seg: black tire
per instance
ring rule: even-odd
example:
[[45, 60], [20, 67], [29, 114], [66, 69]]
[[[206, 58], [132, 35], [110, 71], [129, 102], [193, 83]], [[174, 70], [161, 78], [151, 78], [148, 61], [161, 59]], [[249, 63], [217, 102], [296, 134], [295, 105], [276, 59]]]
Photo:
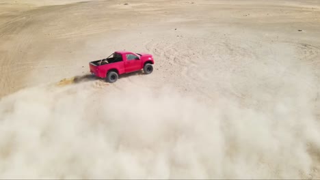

•••••

__PROBLEM TO WORK ON__
Give every line of the rows above as a Markdown table with the columns Number and Line, numbering the lines in order and skipping blank ones. Leave the pictures out of your answer.

__REPLY__
| Number | Line |
|---|---|
| 1 | seg: black tire |
| 2 | per instance |
| 3 | ring rule: even-odd |
| 4 | example: |
| 5 | [[45, 60], [20, 67], [29, 114], [66, 69]] |
| 6 | [[[206, 58], [132, 35], [110, 71], [129, 102], [193, 83]], [[174, 70], [161, 78], [151, 78], [148, 61], [161, 59]], [[249, 63], [217, 102], [296, 134], [295, 105], [276, 59]]] |
| 7 | Photo: |